Excerpt provided —
As of March 1, 2013, the Legal Information Institute is no longer maintaining the information in the American Legal Ethics Library. It is no longer possible for us to maintain it at a level of completeness and accuracy given its staffing needs. It is very possible that we will revive it at a future time. At this point, it is in need of a complete technological renovation and reworking of the "correspondent firm" model which successfully sustained it for many years.

Many people have contributed time and effort to the project over the years, and we would like to thank them. In particular, Roger Cramton and Peter Martin not only conceived ALEL but gave much of their own labor to it. We are also grateful to Brad Wendel for his editorial contributions, to Brian Toohey and all at Jones Day for their efforts, and to all of our correspondents and contributors. Thank you.

We regret any inconvenience.

Some portions of the collection may already be severely out of date, so please be cautious in your use of this material.


Arkansas Legal Ethics

1.3   Rule 1.3 Diligence

1.3:100   Comparative Analysis of Arkansas Rule

1.3:101      Model Rule Comparison

The Arkansas Rule is the same as the Model Rule.

1.3:102      Model Code Comparison

The comparison accepted by the Arkansas Supreme Court is identical to the comparison in the Model Rules.

1.3:200   Diligence and "Zeal"

Canon 7 of the Model Code required an attorney to represent a client "zealously within the bounds of the law." The requirement of zeal has been down-played in the Model Rules. The only reference is Comment [1] to Rule 1.3 requiring zeal in advocacy. But even then a lawyer is not obligated to press for every advantage for the client.

An attorney not only must act with reasonable diligence in representing a client, but in litigation must expedite matters out of fairness to the court and the adversary process. See AR Rule 3.2.

1.3:300   Promptness

Attorneys may be disciplined for failure to exercise reasonable diligence and promptness. See Colvin v. Comm. on Professional Conduct, 309 Ark. 592, 832 S.W.2d 246 (1992) (attorney suspended for making a conscious decision to ignore a civil lawsuit in order to concentrate on a criminal case). Likewise, an attorney may be professionally disciplined for a single neglectful act or omission. See Clark v. Sup. Ct. Comm. on Professional Conduct, 320 Ark. 597, 898 S.W. 2d 446 (1995) (attorney suspended for six months for ignoring clients' case for two years after motion to dismiss was filed); Walker v. Sup. Ct. Comm. on Prof. Conduct, 275 Ark. 158, 628 S.W.2d 552 (1982) (attorney failed to commence action before the running of the statute of limitations).

Coordinate annotation records
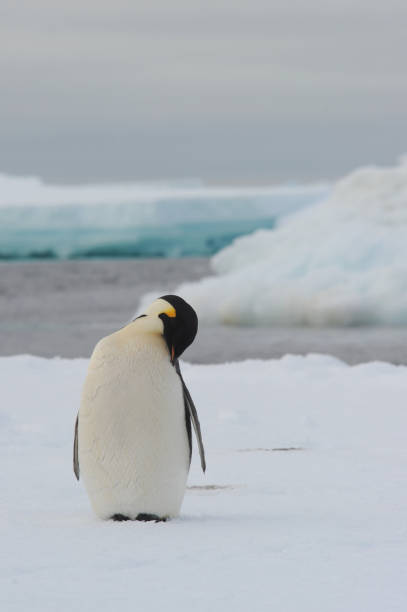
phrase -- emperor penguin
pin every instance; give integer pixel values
(133, 442)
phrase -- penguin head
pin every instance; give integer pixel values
(180, 322)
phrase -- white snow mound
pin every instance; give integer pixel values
(341, 262)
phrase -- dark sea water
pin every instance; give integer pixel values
(64, 307)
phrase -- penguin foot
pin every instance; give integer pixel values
(120, 517)
(150, 517)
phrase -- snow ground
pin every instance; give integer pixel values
(322, 527)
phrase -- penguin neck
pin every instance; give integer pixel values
(146, 325)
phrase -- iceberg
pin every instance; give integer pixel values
(341, 262)
(136, 219)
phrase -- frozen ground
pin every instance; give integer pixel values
(303, 507)
(64, 308)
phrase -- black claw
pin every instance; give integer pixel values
(150, 517)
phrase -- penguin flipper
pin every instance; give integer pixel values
(190, 408)
(75, 451)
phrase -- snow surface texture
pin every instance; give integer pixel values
(320, 527)
(135, 219)
(340, 262)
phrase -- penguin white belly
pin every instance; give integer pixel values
(133, 442)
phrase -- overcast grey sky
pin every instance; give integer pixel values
(226, 90)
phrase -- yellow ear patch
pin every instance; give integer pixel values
(170, 312)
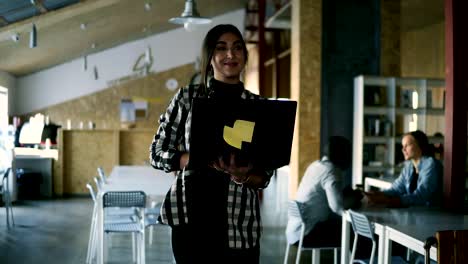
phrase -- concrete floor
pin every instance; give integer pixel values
(57, 231)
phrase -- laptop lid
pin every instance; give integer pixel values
(259, 132)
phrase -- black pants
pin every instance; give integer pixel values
(187, 248)
(205, 238)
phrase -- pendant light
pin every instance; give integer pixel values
(33, 37)
(190, 16)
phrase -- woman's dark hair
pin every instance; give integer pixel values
(209, 45)
(338, 151)
(423, 142)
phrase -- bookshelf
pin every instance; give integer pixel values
(384, 109)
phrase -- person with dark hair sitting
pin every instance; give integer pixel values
(420, 181)
(320, 191)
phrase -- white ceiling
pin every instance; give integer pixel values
(108, 24)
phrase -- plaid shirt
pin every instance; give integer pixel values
(172, 139)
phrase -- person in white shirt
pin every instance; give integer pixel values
(320, 192)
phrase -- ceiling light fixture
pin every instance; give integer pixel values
(190, 16)
(15, 37)
(33, 37)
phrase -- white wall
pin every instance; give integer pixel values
(69, 80)
(9, 81)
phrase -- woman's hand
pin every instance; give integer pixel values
(238, 174)
(184, 158)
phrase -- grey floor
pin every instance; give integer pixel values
(57, 231)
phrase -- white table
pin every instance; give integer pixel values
(407, 226)
(155, 183)
(381, 183)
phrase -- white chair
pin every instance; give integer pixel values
(128, 199)
(151, 219)
(102, 175)
(113, 216)
(5, 192)
(363, 227)
(294, 209)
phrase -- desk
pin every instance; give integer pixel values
(155, 183)
(407, 226)
(37, 160)
(381, 183)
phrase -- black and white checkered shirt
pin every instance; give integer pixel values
(171, 140)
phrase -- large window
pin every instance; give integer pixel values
(3, 107)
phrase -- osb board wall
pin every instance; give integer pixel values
(83, 151)
(423, 52)
(306, 35)
(103, 107)
(134, 146)
(390, 31)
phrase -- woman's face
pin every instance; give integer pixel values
(410, 148)
(228, 59)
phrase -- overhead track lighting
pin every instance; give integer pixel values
(33, 37)
(190, 16)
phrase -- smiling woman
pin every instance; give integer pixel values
(209, 202)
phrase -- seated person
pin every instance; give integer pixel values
(320, 191)
(420, 181)
(439, 147)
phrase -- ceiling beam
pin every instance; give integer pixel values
(51, 18)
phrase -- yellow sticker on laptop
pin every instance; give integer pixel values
(241, 131)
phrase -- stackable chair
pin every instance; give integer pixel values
(294, 209)
(451, 245)
(128, 199)
(5, 192)
(102, 175)
(113, 216)
(152, 218)
(363, 227)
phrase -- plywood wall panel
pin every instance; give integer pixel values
(134, 147)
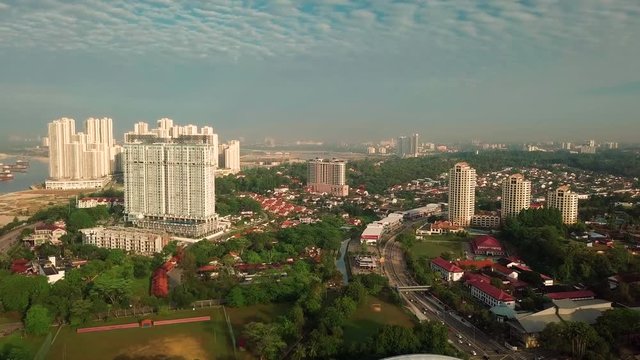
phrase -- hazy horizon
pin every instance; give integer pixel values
(335, 70)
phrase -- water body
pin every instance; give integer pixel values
(341, 263)
(37, 173)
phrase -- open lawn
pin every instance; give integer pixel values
(434, 249)
(204, 340)
(366, 322)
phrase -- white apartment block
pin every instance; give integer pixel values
(462, 193)
(169, 177)
(138, 241)
(77, 160)
(229, 156)
(516, 195)
(327, 176)
(566, 201)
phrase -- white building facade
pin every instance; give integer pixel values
(462, 194)
(169, 177)
(516, 195)
(566, 201)
(327, 176)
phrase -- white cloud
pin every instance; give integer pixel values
(232, 29)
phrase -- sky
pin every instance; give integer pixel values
(332, 70)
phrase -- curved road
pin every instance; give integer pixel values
(463, 335)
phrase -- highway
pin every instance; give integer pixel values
(463, 335)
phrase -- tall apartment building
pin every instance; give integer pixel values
(139, 241)
(81, 160)
(407, 146)
(516, 195)
(327, 176)
(462, 193)
(229, 156)
(169, 178)
(566, 201)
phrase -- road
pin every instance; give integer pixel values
(7, 240)
(463, 335)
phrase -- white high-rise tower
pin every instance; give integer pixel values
(516, 195)
(566, 201)
(462, 193)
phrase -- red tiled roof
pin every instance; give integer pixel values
(486, 242)
(492, 291)
(446, 265)
(573, 295)
(478, 264)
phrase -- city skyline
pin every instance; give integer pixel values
(339, 70)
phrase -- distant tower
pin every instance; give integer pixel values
(516, 195)
(462, 193)
(327, 176)
(566, 201)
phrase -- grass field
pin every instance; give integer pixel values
(204, 340)
(434, 249)
(366, 322)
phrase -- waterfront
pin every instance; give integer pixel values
(36, 174)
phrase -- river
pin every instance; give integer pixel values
(36, 174)
(341, 263)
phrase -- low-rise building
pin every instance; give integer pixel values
(139, 241)
(486, 245)
(438, 228)
(48, 233)
(526, 327)
(490, 295)
(447, 270)
(91, 202)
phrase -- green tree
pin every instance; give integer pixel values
(38, 321)
(263, 340)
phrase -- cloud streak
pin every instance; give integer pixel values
(230, 30)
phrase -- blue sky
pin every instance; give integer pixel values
(343, 70)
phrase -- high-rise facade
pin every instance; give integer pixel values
(516, 195)
(462, 193)
(327, 176)
(80, 160)
(169, 178)
(229, 156)
(566, 201)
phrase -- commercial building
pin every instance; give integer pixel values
(169, 175)
(139, 241)
(229, 156)
(516, 195)
(486, 245)
(526, 327)
(327, 176)
(490, 295)
(566, 201)
(462, 193)
(447, 270)
(81, 160)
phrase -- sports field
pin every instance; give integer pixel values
(366, 320)
(203, 340)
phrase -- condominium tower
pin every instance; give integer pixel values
(169, 178)
(229, 156)
(516, 195)
(80, 160)
(462, 193)
(566, 201)
(327, 176)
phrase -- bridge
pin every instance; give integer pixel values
(413, 288)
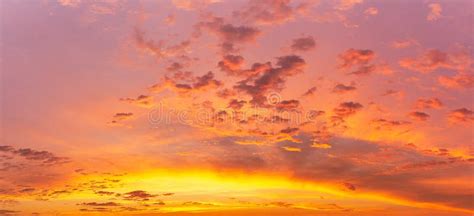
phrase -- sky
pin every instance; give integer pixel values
(214, 107)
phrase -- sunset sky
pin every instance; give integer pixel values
(214, 107)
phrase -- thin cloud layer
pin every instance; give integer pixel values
(286, 107)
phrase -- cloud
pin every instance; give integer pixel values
(158, 49)
(142, 100)
(170, 19)
(428, 103)
(310, 91)
(434, 59)
(341, 88)
(69, 3)
(401, 44)
(122, 116)
(348, 4)
(138, 195)
(355, 57)
(271, 79)
(268, 12)
(45, 157)
(346, 109)
(458, 81)
(321, 145)
(229, 35)
(419, 116)
(385, 124)
(231, 64)
(193, 4)
(100, 204)
(186, 84)
(364, 70)
(236, 104)
(287, 105)
(371, 11)
(435, 12)
(291, 149)
(303, 44)
(461, 115)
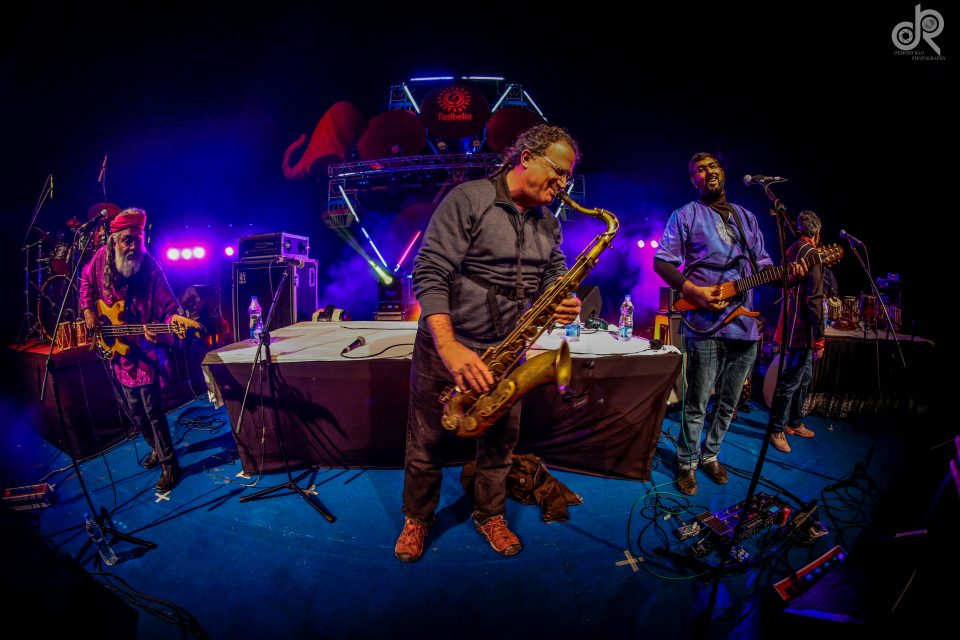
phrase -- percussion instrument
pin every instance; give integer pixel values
(868, 310)
(834, 308)
(851, 309)
(71, 334)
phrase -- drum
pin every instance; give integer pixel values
(80, 334)
(868, 310)
(64, 338)
(894, 311)
(52, 293)
(60, 258)
(851, 309)
(834, 308)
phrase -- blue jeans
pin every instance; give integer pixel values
(423, 466)
(791, 393)
(712, 363)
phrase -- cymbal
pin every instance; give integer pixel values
(95, 210)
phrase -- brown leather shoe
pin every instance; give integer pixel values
(168, 477)
(687, 482)
(503, 541)
(779, 442)
(715, 471)
(409, 545)
(151, 460)
(801, 431)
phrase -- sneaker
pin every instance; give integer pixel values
(715, 471)
(779, 442)
(503, 541)
(409, 545)
(801, 431)
(168, 477)
(151, 460)
(687, 481)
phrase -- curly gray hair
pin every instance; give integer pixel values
(808, 223)
(538, 139)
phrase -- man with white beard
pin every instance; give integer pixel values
(122, 270)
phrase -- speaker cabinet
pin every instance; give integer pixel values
(296, 303)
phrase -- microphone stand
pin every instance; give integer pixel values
(272, 376)
(876, 292)
(103, 518)
(31, 324)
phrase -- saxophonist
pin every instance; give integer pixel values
(490, 248)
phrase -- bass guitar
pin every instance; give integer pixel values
(110, 336)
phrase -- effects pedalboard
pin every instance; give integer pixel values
(719, 527)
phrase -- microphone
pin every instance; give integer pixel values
(103, 168)
(359, 342)
(762, 180)
(849, 238)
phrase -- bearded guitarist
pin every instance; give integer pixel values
(716, 242)
(122, 273)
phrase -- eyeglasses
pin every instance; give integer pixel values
(562, 174)
(712, 166)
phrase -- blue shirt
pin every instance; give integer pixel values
(711, 252)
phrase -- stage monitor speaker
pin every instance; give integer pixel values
(296, 303)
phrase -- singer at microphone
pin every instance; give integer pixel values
(359, 342)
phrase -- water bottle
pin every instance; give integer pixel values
(573, 329)
(96, 534)
(256, 320)
(626, 319)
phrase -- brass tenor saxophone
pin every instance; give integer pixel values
(470, 413)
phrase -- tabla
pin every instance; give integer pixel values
(851, 309)
(868, 310)
(71, 335)
(834, 308)
(894, 311)
(60, 258)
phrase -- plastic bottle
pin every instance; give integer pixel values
(573, 329)
(256, 320)
(96, 535)
(626, 319)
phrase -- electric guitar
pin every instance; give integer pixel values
(824, 255)
(110, 335)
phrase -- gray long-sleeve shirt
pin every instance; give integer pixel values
(478, 232)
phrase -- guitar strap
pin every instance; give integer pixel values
(743, 237)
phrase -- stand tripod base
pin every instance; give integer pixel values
(112, 535)
(291, 484)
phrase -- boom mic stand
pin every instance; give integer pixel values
(272, 375)
(102, 517)
(31, 324)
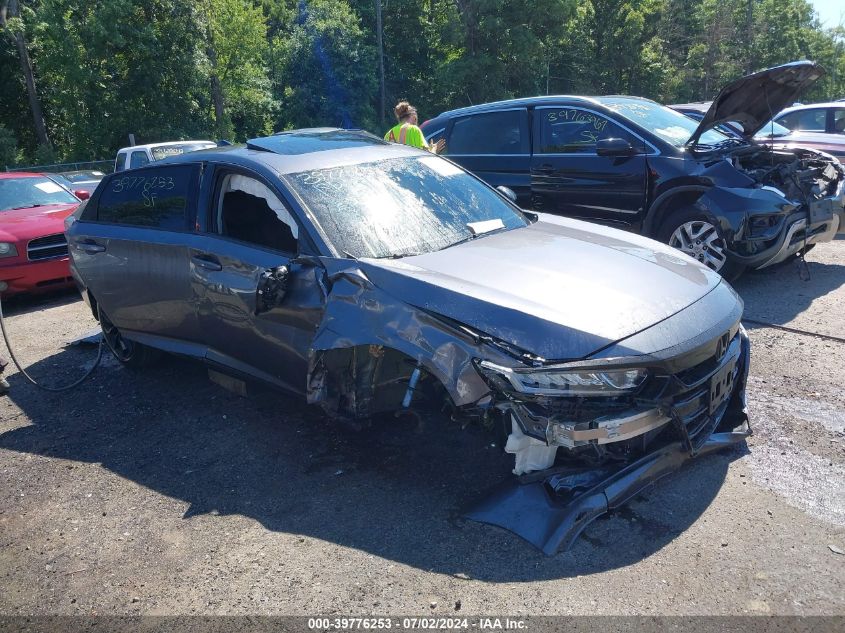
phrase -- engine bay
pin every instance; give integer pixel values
(802, 175)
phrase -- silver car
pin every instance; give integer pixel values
(370, 277)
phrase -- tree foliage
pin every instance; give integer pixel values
(171, 69)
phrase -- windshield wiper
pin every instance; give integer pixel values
(400, 255)
(474, 236)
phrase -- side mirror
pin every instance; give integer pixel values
(614, 147)
(272, 286)
(507, 192)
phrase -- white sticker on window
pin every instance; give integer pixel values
(48, 187)
(442, 167)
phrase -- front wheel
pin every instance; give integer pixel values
(129, 353)
(696, 235)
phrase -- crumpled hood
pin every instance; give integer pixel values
(560, 288)
(753, 100)
(26, 224)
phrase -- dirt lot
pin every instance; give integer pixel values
(161, 493)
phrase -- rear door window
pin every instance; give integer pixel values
(138, 159)
(160, 198)
(120, 162)
(492, 133)
(812, 120)
(247, 210)
(575, 131)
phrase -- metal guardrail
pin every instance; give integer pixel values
(106, 166)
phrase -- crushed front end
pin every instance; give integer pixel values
(581, 455)
(797, 199)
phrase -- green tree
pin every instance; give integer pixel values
(324, 70)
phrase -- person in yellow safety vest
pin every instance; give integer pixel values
(406, 131)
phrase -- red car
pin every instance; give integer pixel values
(33, 250)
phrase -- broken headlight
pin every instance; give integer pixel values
(551, 382)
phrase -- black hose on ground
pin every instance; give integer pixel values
(30, 378)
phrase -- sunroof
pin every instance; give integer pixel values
(306, 141)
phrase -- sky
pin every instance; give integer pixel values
(830, 11)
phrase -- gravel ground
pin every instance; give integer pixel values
(161, 493)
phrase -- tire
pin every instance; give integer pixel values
(129, 353)
(695, 234)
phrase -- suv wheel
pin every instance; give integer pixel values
(697, 236)
(132, 354)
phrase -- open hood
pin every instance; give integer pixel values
(755, 99)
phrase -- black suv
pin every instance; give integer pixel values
(728, 202)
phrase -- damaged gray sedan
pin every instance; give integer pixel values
(371, 277)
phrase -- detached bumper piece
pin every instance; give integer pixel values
(551, 508)
(551, 513)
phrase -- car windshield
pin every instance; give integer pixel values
(161, 152)
(673, 127)
(401, 206)
(83, 176)
(22, 193)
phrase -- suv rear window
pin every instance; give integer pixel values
(156, 197)
(490, 133)
(808, 120)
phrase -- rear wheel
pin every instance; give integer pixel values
(696, 235)
(132, 354)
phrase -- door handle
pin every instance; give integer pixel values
(90, 247)
(207, 262)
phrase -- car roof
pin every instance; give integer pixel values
(696, 106)
(533, 101)
(303, 150)
(154, 145)
(812, 106)
(20, 174)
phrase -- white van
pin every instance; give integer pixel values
(140, 155)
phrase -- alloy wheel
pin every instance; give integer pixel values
(701, 240)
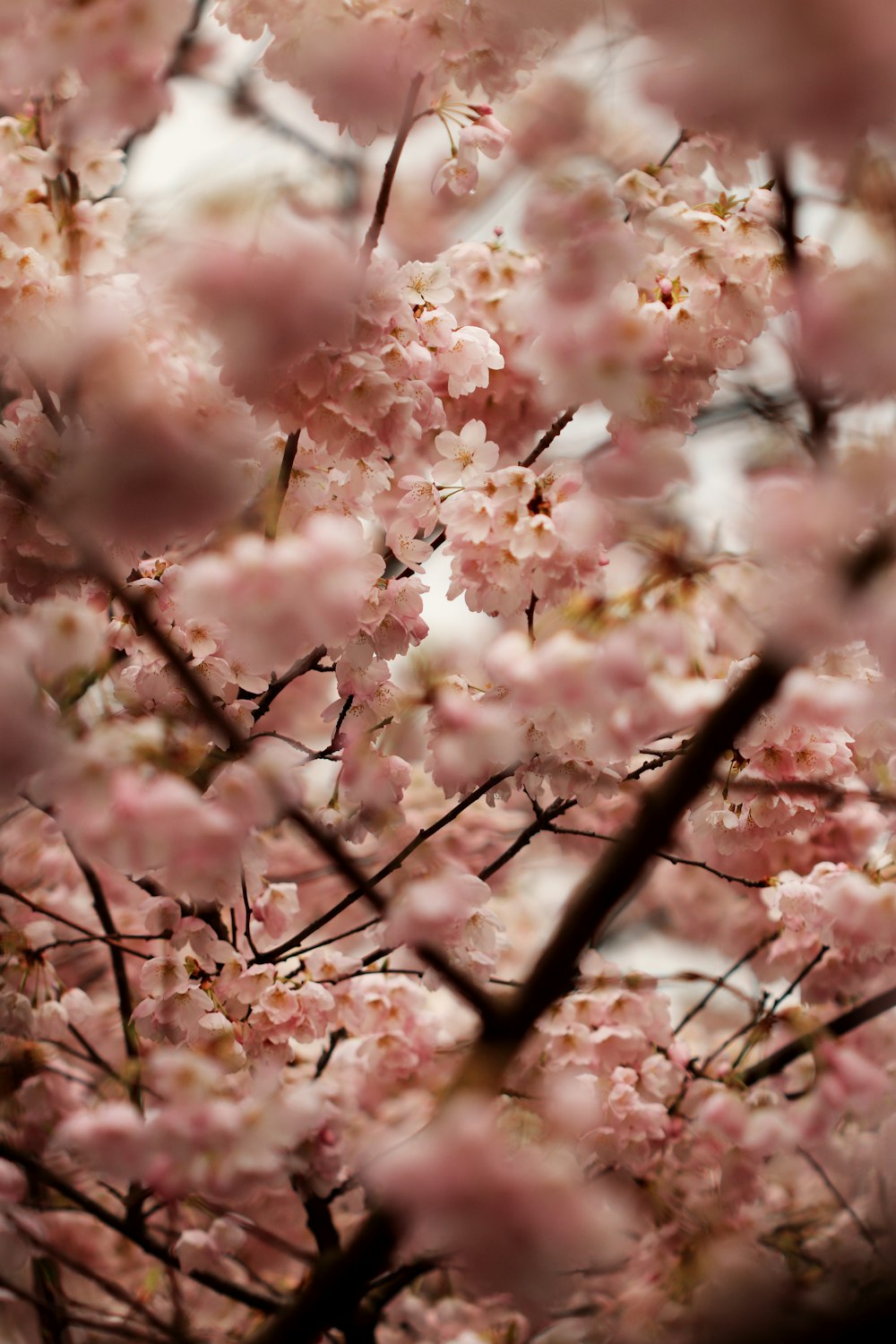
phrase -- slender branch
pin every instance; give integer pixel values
(366, 884)
(118, 969)
(549, 435)
(69, 924)
(661, 854)
(142, 1239)
(331, 1293)
(280, 683)
(764, 1021)
(284, 478)
(330, 844)
(616, 876)
(834, 1029)
(373, 236)
(718, 984)
(817, 435)
(841, 1199)
(541, 823)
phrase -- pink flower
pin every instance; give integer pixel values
(469, 454)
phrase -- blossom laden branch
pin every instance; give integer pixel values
(375, 228)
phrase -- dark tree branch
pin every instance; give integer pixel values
(833, 1030)
(373, 236)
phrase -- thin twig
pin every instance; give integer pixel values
(373, 236)
(834, 1029)
(549, 435)
(392, 866)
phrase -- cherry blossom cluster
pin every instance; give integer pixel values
(516, 975)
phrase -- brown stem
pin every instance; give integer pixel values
(330, 844)
(611, 882)
(373, 236)
(142, 1239)
(284, 478)
(549, 435)
(366, 884)
(834, 1029)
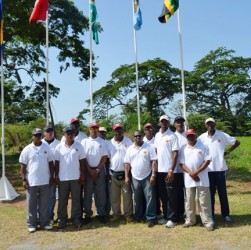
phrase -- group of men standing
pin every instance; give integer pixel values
(153, 175)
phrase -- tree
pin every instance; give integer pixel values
(24, 54)
(220, 86)
(158, 82)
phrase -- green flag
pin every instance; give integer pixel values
(93, 19)
(169, 7)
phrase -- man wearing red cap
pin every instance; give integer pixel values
(120, 145)
(194, 160)
(96, 156)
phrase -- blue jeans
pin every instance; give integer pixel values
(141, 189)
(217, 181)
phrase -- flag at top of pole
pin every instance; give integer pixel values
(137, 18)
(93, 19)
(169, 7)
(39, 11)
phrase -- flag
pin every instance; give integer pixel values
(93, 19)
(39, 11)
(137, 17)
(1, 29)
(169, 7)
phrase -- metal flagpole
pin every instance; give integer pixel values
(7, 192)
(136, 70)
(182, 69)
(47, 69)
(91, 91)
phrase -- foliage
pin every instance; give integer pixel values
(220, 86)
(158, 82)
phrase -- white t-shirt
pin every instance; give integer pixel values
(118, 154)
(216, 145)
(149, 141)
(95, 149)
(37, 161)
(78, 138)
(68, 157)
(193, 157)
(140, 160)
(52, 145)
(165, 144)
(182, 141)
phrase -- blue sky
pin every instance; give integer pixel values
(205, 26)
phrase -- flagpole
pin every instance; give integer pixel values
(91, 91)
(182, 68)
(136, 69)
(47, 68)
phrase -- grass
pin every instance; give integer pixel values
(119, 235)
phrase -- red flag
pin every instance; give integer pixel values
(39, 11)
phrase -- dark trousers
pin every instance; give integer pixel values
(168, 195)
(217, 182)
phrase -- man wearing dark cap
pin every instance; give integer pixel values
(217, 141)
(148, 131)
(194, 160)
(37, 171)
(118, 186)
(50, 139)
(166, 144)
(78, 135)
(96, 156)
(69, 176)
(181, 135)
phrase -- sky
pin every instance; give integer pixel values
(205, 26)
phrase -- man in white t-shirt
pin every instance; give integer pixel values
(50, 139)
(140, 159)
(194, 160)
(217, 141)
(96, 156)
(167, 146)
(180, 133)
(37, 171)
(117, 169)
(69, 176)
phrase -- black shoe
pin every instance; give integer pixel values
(150, 223)
(102, 219)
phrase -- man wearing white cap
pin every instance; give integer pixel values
(194, 160)
(217, 141)
(166, 144)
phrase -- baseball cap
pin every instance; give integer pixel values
(117, 125)
(179, 118)
(102, 129)
(36, 131)
(163, 117)
(190, 131)
(68, 129)
(148, 125)
(74, 120)
(93, 125)
(48, 128)
(209, 120)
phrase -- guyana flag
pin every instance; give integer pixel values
(170, 6)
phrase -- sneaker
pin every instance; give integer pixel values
(114, 218)
(170, 224)
(31, 229)
(228, 219)
(210, 228)
(129, 219)
(162, 221)
(48, 227)
(150, 223)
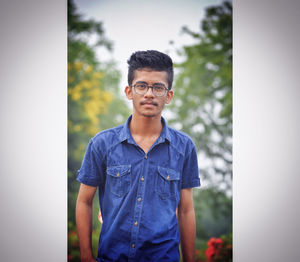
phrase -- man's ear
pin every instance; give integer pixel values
(169, 96)
(128, 92)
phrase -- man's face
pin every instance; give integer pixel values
(149, 105)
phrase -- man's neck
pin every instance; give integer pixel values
(145, 126)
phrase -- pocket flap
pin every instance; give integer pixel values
(168, 174)
(118, 171)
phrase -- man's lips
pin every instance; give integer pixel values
(149, 103)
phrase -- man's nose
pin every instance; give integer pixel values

Tasks for this exercise —
1) Summarize the excerpt in two sentences.
2) Decide whether each statement agrees with the excerpt: (a) Arkansas Rule 1.3 differs from the Model Rule. (b) A lawyer is obligated to press for every advantage for the client. (c) An attorney may be professionally disciplined for a single neglectful act.
3) Transcribe the excerpt from "Arkansas Legal Ethics" to "comparison in the Model Rules.".

Full answers —
1) As of March 1, 2013, the Legal Information Institute stopped maintaining the American Legal Ethics Library, and some portions may already be severely out of date. Its section on Arkansas Rule 1.3 says the rule is the same as the Model Rule, notes that the requirement of zeal has been down-played, and explains that attorneys may be disciplined for failing to act with reasonable diligence and promptness, even for a single neglectful act or omission.

2)
(a) No: "The Arkansas Rule is the same as the Model Rule."
(b) No: "But even then a lawyer is not obligated to press for every advantage for the client."
(c) Yes: "Likewise, an attorney may be professionally disciplined for a single neglectful act or omission."

3)
Arkansas Legal Ethics

1.3   Rule 1.3 Diligence

1.3:100   Comparative Analysis of Arkansas Rule

1.3:101      Model Rule Comparison

The Arkansas Rule is the same as the Model Rule.

1.3:102      Model Code Comparison

The comparison accepted by the Arkansas Supreme Court is identical to the comparison in the Model Rules.